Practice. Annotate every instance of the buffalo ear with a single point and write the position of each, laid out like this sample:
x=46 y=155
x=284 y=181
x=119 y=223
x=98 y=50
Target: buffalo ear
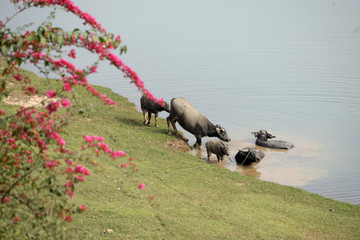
x=218 y=129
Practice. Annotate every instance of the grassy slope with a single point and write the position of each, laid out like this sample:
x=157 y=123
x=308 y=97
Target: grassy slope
x=193 y=200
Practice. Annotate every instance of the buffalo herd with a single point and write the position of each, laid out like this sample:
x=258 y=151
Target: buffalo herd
x=196 y=123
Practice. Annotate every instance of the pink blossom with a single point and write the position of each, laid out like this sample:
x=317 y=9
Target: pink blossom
x=67 y=87
x=65 y=103
x=53 y=106
x=70 y=193
x=6 y=199
x=68 y=184
x=51 y=94
x=61 y=141
x=93 y=69
x=18 y=77
x=82 y=208
x=118 y=153
x=16 y=220
x=72 y=53
x=80 y=178
x=67 y=218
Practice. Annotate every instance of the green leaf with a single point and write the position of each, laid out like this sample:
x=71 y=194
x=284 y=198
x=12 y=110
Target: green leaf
x=61 y=40
x=4 y=49
x=18 y=61
x=123 y=49
x=43 y=41
x=20 y=42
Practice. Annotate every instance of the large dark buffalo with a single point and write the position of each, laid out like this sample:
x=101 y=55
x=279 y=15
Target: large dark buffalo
x=262 y=139
x=149 y=106
x=248 y=155
x=193 y=121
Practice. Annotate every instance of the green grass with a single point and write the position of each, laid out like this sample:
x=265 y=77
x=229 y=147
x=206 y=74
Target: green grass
x=193 y=199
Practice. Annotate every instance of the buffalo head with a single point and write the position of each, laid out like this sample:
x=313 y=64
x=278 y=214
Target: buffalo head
x=221 y=133
x=263 y=135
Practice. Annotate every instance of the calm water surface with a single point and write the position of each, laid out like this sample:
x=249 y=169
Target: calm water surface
x=290 y=67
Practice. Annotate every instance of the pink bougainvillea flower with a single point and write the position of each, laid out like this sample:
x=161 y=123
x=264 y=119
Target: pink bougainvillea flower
x=118 y=154
x=80 y=178
x=51 y=94
x=72 y=53
x=67 y=87
x=53 y=106
x=6 y=199
x=65 y=103
x=67 y=218
x=18 y=77
x=82 y=208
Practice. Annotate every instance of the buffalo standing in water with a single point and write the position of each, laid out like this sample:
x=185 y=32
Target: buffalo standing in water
x=262 y=140
x=248 y=155
x=193 y=121
x=218 y=148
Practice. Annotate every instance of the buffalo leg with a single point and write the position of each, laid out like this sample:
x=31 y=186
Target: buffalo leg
x=149 y=118
x=197 y=145
x=156 y=118
x=145 y=113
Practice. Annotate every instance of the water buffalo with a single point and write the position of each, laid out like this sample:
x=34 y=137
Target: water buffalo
x=149 y=106
x=193 y=121
x=218 y=148
x=248 y=155
x=262 y=140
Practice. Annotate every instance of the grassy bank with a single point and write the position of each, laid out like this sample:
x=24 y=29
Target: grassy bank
x=190 y=199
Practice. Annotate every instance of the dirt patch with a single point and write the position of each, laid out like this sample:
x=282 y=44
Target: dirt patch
x=179 y=145
x=29 y=101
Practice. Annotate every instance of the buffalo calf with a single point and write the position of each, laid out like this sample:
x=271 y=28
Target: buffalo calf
x=219 y=148
x=149 y=107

^^^^

- **ASSIGNMENT**
The line with "Target: water buffalo" marks where to start. Transcribe from there through the final line of the records, exactly and with nothing added.

- **YOUR SOLUTION**
Target: water buffalo
x=149 y=106
x=193 y=121
x=218 y=148
x=248 y=155
x=262 y=140
Practice. Annotate every instance of the grassy bank with a single point and write the position of each, laid out like this sample:
x=24 y=29
Target: grassy bank
x=190 y=199
Practice. Annotate every instance of the dirt patch with a single point and write the position of each, laid out like this sample:
x=282 y=44
Target: dirt patch
x=179 y=145
x=29 y=101
Practice. Annotate every instance of the buffalo calf with a single point and write the position of each, laid out like this sample:
x=271 y=28
Target: buffalo calf
x=219 y=148
x=149 y=107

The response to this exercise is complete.